## Required action A
Using the article on how the pandemic affected goal pursuit, answer these:
(i) In which journal was Svensson's paper published?
(ii) Who were the participants in the two studies, primarily?
(iii) Which lab is Svensson a member of?
## Required action B
Carry on the article about the pandemic and goal pursuit, starting right after its final sentence.

Rutgers graduate student examines how the pandemic affected how we pursued our goals
COVID-19 upended lives worldwide, impacting hopes and dreams as well as disrupting goals.
Hayley Svensson, a fourth-year graduate student in the social psychology doctoral program at the Rutgers School of Arts and Sciences, wanted to examine how the pandemic impacted people’s pursuit of personal and professional goals.
Svensson, whose paper on the matter was published in the journal Social and Personality Psychology Compass, examined how experiencing the difficulty of making adjustments amid disruption brought on by the COVID-19 pandemic relates to how we think, feel about and achieve our goals.
Svensson and her collaborators conducted two studies involving participants who were primarily undergraduate students. In both studies, participants completed an online survey where they answered questions about their goals during the pandemic and personal characteristics.
During these difficult times where we may experience delays or setbacks, we should be willing to adjust our original plans and consider alternative courses of action that may actually increase the likelihood we will eventually achieve our goal.
“We found that people who had more difficulty adjusting their goal pursuit during the pandemic experienced more negative feelings toward their goals, were less satisfied with the status of their goals, and were less likely to actually achieve their goals,” noted Svensson, a member of the Regulation, Action and Motivated Perception Lab in the Department of Psychology.
Svensson, who studies goal pursuit, self-regulation and motivation, discussed her research.
Of course, goals were disrupted during the COVID-19 pandemic. Why study it?
Studying disruptions during goal pursuit can give us important insight into possible strategies we can use to overcome those obstacles and achieve our goals.
We found that being better able to adjust one’s goals was associated with more goal achievement and satisfaction with the goal. We also found that some people may be better at adjusting their goals than others, like those who don't have a strong preference for situations that are predictable or expected.

## Data excerpts

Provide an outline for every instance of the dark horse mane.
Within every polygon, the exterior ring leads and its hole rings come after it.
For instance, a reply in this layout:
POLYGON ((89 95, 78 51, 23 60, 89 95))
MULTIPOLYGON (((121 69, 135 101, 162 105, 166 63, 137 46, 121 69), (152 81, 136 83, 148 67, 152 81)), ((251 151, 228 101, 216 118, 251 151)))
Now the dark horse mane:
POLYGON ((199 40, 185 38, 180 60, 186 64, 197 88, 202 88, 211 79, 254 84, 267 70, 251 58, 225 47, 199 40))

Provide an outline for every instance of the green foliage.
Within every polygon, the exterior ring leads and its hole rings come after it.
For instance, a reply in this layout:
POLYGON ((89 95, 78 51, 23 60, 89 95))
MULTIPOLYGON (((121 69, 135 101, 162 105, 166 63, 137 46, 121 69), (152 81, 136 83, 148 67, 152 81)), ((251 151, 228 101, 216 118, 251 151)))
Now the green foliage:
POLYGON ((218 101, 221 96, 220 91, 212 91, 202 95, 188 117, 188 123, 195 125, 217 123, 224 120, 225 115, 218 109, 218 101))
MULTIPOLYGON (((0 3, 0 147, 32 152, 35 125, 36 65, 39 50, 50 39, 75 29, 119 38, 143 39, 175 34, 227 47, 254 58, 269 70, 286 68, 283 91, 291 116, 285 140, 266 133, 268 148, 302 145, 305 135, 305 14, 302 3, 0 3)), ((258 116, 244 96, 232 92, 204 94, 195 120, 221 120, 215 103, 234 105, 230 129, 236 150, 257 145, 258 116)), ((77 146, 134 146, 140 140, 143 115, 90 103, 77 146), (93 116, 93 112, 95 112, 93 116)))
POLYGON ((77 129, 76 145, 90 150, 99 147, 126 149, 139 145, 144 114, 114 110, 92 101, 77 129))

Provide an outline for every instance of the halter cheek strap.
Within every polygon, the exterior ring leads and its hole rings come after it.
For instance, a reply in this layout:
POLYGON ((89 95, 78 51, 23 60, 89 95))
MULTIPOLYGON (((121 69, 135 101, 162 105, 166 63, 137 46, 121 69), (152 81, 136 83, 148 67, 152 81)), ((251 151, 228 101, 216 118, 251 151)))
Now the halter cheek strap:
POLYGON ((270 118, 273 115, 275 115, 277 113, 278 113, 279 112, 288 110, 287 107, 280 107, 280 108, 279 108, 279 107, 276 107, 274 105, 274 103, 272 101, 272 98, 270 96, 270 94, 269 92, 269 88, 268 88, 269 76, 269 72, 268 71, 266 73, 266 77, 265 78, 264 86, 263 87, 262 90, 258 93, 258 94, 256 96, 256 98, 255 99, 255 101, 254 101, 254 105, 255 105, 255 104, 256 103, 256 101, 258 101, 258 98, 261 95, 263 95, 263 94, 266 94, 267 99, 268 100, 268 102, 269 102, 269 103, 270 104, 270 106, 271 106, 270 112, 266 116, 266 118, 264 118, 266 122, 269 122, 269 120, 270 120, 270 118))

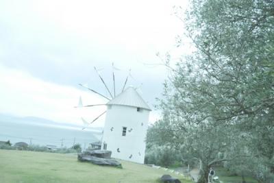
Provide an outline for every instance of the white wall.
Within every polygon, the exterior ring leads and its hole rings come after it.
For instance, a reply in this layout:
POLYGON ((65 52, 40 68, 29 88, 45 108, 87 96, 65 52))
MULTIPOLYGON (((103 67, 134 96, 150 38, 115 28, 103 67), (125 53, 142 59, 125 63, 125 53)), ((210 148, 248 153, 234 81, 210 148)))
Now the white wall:
POLYGON ((138 112, 135 107, 112 105, 108 108, 102 149, 106 143, 107 149, 112 151, 112 157, 143 164, 149 115, 149 110, 138 112), (122 136, 123 127, 127 127, 125 136, 122 136))

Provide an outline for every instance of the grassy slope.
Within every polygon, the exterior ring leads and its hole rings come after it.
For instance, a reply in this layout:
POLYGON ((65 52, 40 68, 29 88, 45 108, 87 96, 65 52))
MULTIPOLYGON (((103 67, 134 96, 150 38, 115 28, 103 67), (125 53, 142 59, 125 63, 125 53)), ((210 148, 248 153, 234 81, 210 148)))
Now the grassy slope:
MULTIPOLYGON (((153 183, 167 173, 145 165, 121 162, 123 169, 80 162, 71 154, 0 150, 0 182, 153 183)), ((171 175, 184 183, 192 182, 171 175)))
MULTIPOLYGON (((240 176, 236 176, 231 175, 231 173, 224 168, 216 168, 215 169, 216 176, 218 176, 220 180, 224 183, 238 183, 242 182, 242 178, 240 176)), ((256 180, 246 177, 245 181, 247 183, 257 183, 258 181, 256 180)))

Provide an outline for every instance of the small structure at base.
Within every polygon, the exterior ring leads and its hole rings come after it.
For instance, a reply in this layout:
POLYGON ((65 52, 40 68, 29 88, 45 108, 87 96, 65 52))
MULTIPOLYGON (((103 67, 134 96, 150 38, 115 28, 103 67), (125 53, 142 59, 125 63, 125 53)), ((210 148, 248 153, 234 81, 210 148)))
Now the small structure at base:
POLYGON ((213 178, 213 181, 214 181, 214 182, 219 182, 219 177, 218 177, 218 176, 214 177, 214 178, 213 178))
POLYGON ((120 167, 121 163, 110 158, 110 151, 86 151, 78 154, 78 160, 81 162, 89 162, 95 164, 120 167))
POLYGON ((101 145, 102 145, 102 142, 101 142, 101 141, 94 142, 94 143, 90 143, 90 146, 88 147, 88 149, 92 149, 92 150, 101 149, 101 145))
POLYGON ((181 183, 179 179, 173 178, 170 175, 164 175, 161 177, 161 182, 164 183, 181 183))

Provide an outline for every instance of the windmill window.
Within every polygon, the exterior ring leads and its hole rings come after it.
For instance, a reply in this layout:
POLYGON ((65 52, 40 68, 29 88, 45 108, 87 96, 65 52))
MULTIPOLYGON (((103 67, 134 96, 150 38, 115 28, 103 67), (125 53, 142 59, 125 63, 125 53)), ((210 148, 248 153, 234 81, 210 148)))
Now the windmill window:
POLYGON ((137 112, 142 112, 142 110, 140 108, 137 108, 137 112))
POLYGON ((127 133, 127 127, 123 127, 122 136, 125 136, 127 133))

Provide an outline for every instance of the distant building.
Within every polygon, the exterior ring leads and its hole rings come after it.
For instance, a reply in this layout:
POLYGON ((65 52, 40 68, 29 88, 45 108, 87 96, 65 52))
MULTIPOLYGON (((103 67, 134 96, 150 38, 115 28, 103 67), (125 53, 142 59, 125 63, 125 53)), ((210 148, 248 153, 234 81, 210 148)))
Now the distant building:
POLYGON ((143 164, 151 110, 132 86, 106 105, 101 149, 112 151, 113 158, 143 164))
POLYGON ((18 142, 14 144, 14 147, 16 147, 18 149, 26 149, 29 145, 24 142, 18 142))

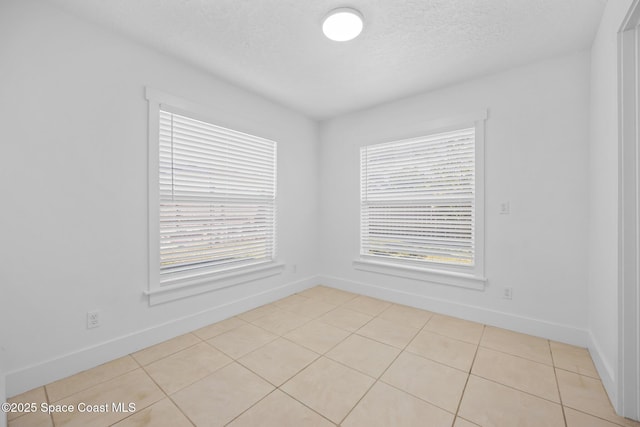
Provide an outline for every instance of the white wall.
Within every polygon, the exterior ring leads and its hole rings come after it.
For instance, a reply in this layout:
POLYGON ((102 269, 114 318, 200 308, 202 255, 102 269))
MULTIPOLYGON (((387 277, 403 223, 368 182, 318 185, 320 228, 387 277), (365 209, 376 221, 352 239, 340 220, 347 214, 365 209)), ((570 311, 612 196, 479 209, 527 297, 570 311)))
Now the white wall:
POLYGON ((2 2, 0 61, 9 396, 284 296, 317 273, 315 122, 35 1, 2 2), (148 306, 146 85, 278 141, 282 275, 148 306), (102 326, 87 330, 94 309, 102 326))
POLYGON ((325 281, 586 345, 589 53, 548 60, 321 124, 325 281), (475 291, 355 270, 358 147, 488 108, 486 277, 475 291), (511 214, 499 215, 510 201, 511 214), (513 287, 513 300, 501 298, 513 287))
POLYGON ((618 370, 617 33, 630 5, 631 0, 607 2, 591 48, 589 347, 614 406, 618 370))
MULTIPOLYGON (((0 404, 3 404, 7 401, 6 396, 6 385, 4 380, 4 374, 0 373, 0 404)), ((0 411, 0 427, 6 427, 7 425, 7 414, 0 411)))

## Exercise result A
(i) Social and Personality Psychology Compass
(ii) Undergraduate students
(iii) The Regulation, Action and Motivated Perception Lab in the Department of Psychology

## Exercise result B
Only through research that finds evidence of these disruptions in the first place can we begin to explore the processes at play and possible solutions.
What are some key takeaways from your research?
The more flexible we are when pursuing our goals, the better.
Pursuing goals that are important to us is fulfilling but can also be difficult. During these difficult times where we may experience delays or setbacks, we should be willing to adjust our original plans and consider alternative courses of action that may actually increase the likelihood we will eventually achieve our goal.
Was there anything from your findings that surprised you?
Overall, our results lined up well with our predictions. However, the idea of adjusting how we pursue our goals is under researched, so any results we got would have been telling.
Do you have any advice for goal-seeking college students facing disruptions?
I definitely encourage you to take advantage of all the opportunities you have in college to explore various career paths and interests. It can be easy to focus all our attention on a specific path. We often forget that there are other options out there for us.
Check in with yourself from time to time to make sure the goals you are pursuing still make you happy. If they no longer do, don't be afraid to reevaluate and adjust.
What are you working on now?
Related to the idea of goal adjustment is goal disengagement, which is essentially choosing to no longer pursue a goal.
Goal disengagement is very underexplored in research, and I am currently working on projects seeking to answer some basic questions about it. Studying how we respond to obstacles allows me to get a more nuanced view of the goal-pursuit process beyond merely whether someone achieves their goal or not.
I am really passionate about people getting the most out of their goal-pursuit experiences, and that will continue to be the backbone of my work.